# Texte source
Par conséquent, il me paraît tout à fait souhaitable que ce cycle, qui est moins précarisant et plus protecteur pour le salarié que d'autres formes reconnues depuis longtemps dans le code du travail, qui n'est jamais soumis à des variations et qui est d'ailleurs largement pratiqué, puisse être inscrit dans le code du travail.
L'amendement n° 96 vise à remplacer la bonification des heures supplémentaires par la majoration prévue pour les heures au-delà de 39 heures. Le projet de loi prévoit de laisser les négociateurs choisir entre la bonification en temps et la bonification en argent. Ce n'est qu'en l'absence de choix - il fallait bien une règle d'ordre public - que cette bonification de 25 % prend la forme du repos.
Ce point a fait l'objet d'un débat approfondi avec les organisations syndicales, et je salue leur choix. C'était l'un des points sur lesquels j'avais le plus de doute lors de la préparation de cette loi. Il n'était en effet pas évident d'aller expliquer à des salariés que, faute d'autre accord, il était préférable que la bonification pour les heures supplémentaires soit accordée sous forme de repos plutôt que sous forme d'argent. Les organisations syndicales, dans leur grande majorité, ont fait le choix de l'emploi : nous savons bien, en effet, que le repos compensateur est plus créateur d'emplois que les heures supplémentaires. C'est un choix dont je me réjouis et qui nous a conduits à inscrire cette disposition dans le projet de loi.

# Extrait de données
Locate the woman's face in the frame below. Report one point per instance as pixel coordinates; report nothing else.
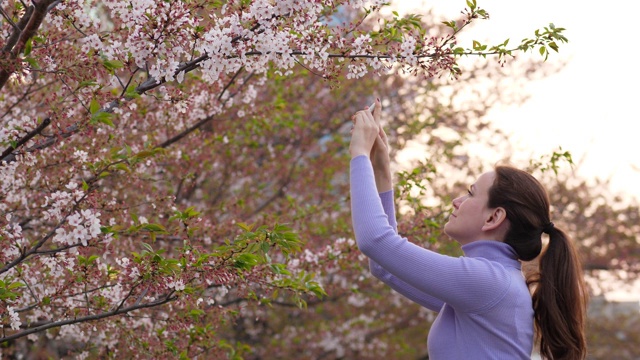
(470, 211)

# Énoncé de l'exercice
Recopiez intégralement le texte source sur la bonification des heures supplémentaires, sans en modifier un seul caractère.

# Réponse finale
Par conséquent, il me paraît tout à fait souhaitable que ce cycle, qui est moins précarisant et plus protecteur pour le salarié que d'autres formes reconnues depuis longtemps dans le code du travail, qui n'est jamais soumis à des variations et qui est d'ailleurs largement pratiqué, puisse être inscrit dans le code du travail.
L'amendement n° 96 vise à remplacer la bonification des heures supplémentaires par la majoration prévue pour les heures au-delà de 39 heures. Le projet de loi prévoit de laisser les négociateurs choisir entre la bonification en temps et la bonification en argent. Ce n'est qu'en l'absence de choix - il fallait bien une règle d'ordre public - que cette bonification de 25 % prend la forme du repos.
Ce point a fait l'objet d'un débat approfondi avec les organisations syndicales, et je salue leur choix. C'était l'un des points sur lesquels j'avais le plus de doute lors de la préparation de cette loi. Il n'était en effet pas évident d'aller expliquer à des salariés que, faute d'autre accord, il était préférable que la bonification pour les heures supplémentaires soit accordée sous forme de repos plutôt que sous forme d'argent. Les organisations syndicales, dans leur grande majorité, ont fait le choix de l'emploi : nous savons bien, en effet, que le repos compensateur est plus créateur d'emplois que les heures supplémentaires. C'est un choix dont je me réjouis et qui nous a conduits à inscrire cette disposition dans le projet de loi.